**Set exercise**
Rewrite the listing below with "crop-scouting field log" changed to "harvest survey sheet" everywhere it occurs, keeping everything else the same.

**Input material**
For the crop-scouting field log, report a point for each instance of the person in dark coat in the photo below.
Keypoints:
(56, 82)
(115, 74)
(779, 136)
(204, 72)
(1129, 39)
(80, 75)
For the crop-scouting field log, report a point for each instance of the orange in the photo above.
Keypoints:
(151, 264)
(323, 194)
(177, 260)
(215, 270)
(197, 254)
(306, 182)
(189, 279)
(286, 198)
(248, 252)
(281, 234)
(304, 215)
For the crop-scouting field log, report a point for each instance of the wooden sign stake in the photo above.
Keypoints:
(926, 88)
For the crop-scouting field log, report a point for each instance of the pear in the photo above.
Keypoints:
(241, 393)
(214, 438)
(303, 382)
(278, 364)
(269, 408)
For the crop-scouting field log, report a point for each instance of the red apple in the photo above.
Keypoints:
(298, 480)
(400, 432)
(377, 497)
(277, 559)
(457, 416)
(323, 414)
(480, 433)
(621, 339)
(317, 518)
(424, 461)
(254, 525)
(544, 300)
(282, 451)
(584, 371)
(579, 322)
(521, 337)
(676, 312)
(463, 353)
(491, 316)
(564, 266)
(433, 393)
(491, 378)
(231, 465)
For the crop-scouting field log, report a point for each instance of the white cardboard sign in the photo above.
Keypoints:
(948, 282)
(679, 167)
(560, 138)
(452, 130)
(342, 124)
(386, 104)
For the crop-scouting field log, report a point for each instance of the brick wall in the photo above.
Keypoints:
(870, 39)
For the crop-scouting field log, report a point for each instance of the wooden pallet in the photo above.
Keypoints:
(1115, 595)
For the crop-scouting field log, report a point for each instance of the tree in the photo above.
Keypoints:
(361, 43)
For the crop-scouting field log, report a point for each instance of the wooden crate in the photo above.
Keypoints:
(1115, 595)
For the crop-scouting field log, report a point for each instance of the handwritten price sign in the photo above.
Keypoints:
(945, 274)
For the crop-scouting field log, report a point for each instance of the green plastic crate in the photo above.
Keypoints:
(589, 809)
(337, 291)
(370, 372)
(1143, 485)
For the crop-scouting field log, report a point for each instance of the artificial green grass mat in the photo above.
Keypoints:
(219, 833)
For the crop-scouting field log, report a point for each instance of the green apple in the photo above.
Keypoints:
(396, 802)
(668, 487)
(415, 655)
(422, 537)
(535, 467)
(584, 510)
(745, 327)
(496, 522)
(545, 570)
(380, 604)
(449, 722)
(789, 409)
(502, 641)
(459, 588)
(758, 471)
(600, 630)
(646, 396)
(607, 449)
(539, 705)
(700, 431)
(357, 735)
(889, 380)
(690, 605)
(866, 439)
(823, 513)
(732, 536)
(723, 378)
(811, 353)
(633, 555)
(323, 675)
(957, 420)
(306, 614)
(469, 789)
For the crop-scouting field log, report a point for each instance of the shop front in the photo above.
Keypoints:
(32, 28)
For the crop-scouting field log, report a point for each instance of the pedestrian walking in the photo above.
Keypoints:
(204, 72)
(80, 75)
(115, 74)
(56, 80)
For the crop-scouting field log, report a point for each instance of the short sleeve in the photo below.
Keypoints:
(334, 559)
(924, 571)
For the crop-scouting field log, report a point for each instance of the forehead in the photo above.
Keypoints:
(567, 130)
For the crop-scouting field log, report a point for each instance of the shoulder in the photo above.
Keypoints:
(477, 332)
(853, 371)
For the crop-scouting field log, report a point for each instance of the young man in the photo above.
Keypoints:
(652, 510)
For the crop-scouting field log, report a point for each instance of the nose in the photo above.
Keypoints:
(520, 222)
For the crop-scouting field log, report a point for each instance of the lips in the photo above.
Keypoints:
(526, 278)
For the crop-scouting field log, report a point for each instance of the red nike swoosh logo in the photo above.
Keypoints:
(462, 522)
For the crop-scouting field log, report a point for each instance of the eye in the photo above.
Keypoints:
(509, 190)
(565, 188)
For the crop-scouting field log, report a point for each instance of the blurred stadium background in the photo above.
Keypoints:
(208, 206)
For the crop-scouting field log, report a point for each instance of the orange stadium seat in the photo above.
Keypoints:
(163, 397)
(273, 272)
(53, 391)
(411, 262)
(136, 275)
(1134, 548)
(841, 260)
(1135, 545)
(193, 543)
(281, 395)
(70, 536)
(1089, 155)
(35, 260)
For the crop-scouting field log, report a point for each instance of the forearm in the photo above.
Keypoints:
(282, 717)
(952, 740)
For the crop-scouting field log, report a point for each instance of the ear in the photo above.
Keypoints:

**The response**
For the harvest survey sheet, report a point for each instance of the person in dark coat in the photo below.
Keypoints:
(56, 82)
(115, 74)
(779, 136)
(204, 72)
(1129, 39)
(80, 75)
For the harvest survey sheet, report a point for each instance of the orange in the photo above.
Keypoints:
(151, 264)
(323, 194)
(177, 260)
(215, 270)
(197, 254)
(306, 182)
(189, 279)
(286, 198)
(248, 252)
(281, 234)
(304, 215)
For the harvest survey sheet, report a point for each instance of the wooden sign stake in the photo above.
Keypoints:
(926, 88)
For the harvest survey sheet, report a point for each instance of the pear in the photo above.
Keypoints:
(241, 393)
(214, 438)
(303, 382)
(278, 364)
(269, 408)
For the harvest survey sheet, report a point for each instance of the red apple in the photo above.
Keypoints:
(298, 480)
(400, 432)
(377, 497)
(277, 559)
(457, 416)
(323, 414)
(480, 433)
(621, 339)
(317, 518)
(424, 461)
(254, 525)
(544, 300)
(282, 451)
(584, 371)
(579, 322)
(521, 337)
(676, 312)
(463, 353)
(491, 316)
(564, 266)
(433, 393)
(491, 378)
(231, 465)
For the harvest survey sheet, report a point for each instance of the white cardboard sign in the photo above.
Keypoints:
(948, 282)
(679, 167)
(560, 138)
(452, 130)
(342, 124)
(386, 104)
For the harvest survey sheet, report a point for each instance of the brick wall in the photo above.
Keypoints:
(870, 39)
For the harvest survey sheet, report a point for each instance of the wooden pallet in the photo above.
Keypoints:
(1115, 595)
For the harvest survey sheet, report a point for each instance of the tree in the photo above.
Keypoints:
(361, 43)
For the harvest survey sheet, report a point for each instance of the wooden crate in the photo above.
Keypoints:
(1115, 595)
For the harvest survey sheet, report a point for each instance of the handwritten price sign in the photo above.
Keypoints:
(945, 274)
For the harvest survey sheet, report a point for each instance of the green plastic crate in the photo above.
Keypoints:
(589, 809)
(337, 291)
(370, 372)
(1143, 485)
For the harvest survey sheet, report a point for each instance of the artificial green grass mat in the photo above.
Keypoints:
(219, 833)
For the harvest survey sheet, report a point for each instance of the green apple in the photo above.
Keypoints:
(396, 802)
(668, 487)
(415, 655)
(422, 537)
(535, 467)
(584, 510)
(745, 327)
(496, 522)
(545, 570)
(380, 604)
(449, 722)
(789, 409)
(502, 641)
(459, 588)
(758, 471)
(600, 630)
(646, 396)
(607, 449)
(539, 705)
(700, 431)
(357, 735)
(889, 380)
(690, 605)
(866, 439)
(823, 513)
(732, 536)
(723, 378)
(811, 353)
(633, 555)
(323, 675)
(957, 420)
(306, 614)
(469, 789)
For the harvest survey sheet, report a point for each instance of the shop front in the photo above.
Keypoints:
(32, 28)
For the harvest survey sheet, report a point for each instance of the pedestrian walking in the photo above.
Keypoints:
(204, 72)
(80, 75)
(115, 74)
(56, 80)
For the harvest survey sheet, report a point for each instance of the short sleeve in the photo below.
Keypoints:
(334, 559)
(924, 571)
For the harvest survey sheet, report a point for each instance of the forehead in the photo above.
Keypoints:
(567, 130)
For the harvest survey sheet, report a point for each instance of the shoulder in the photo above.
Keypoints:
(477, 332)
(853, 371)
For the harvest survey sheet, report a point for each instance of the young man in the photo above.
Keypoints:
(652, 510)
For the harvest survey sheet, report a point for each instance of the nose in the photo above.
Keypoints:
(520, 222)
For the harvest survey sheet, report a point for each instance of the lips in the photo above.
Keypoints:
(526, 278)
For the harvest survey sheet, report a point for each instance of the red nike swoosh logo in the photo above.
Keypoints:
(462, 522)
For the harvest survey sheet, report a point for each instance of the eye in the photo above.
Keypoints:
(509, 190)
(565, 188)
For the harvest survey sheet, report a point for each instance of the blurred stadium background in the photo above.
Keypoints:
(208, 206)
For the harvest survey sheet, report a point for each instance of the orange stadium seat in the photo above.
Keypoints:
(163, 397)
(273, 272)
(53, 391)
(411, 262)
(136, 275)
(1134, 548)
(841, 260)
(1135, 545)
(193, 543)
(281, 395)
(70, 536)
(1089, 155)
(35, 260)
For the harvest survey sheet, report a point for each instance of the forearm in the photo above.
Keypoints:
(282, 717)
(952, 740)
For the harvest survey sheet, report a point for each instance of the ear in the photo above.
Keypoints:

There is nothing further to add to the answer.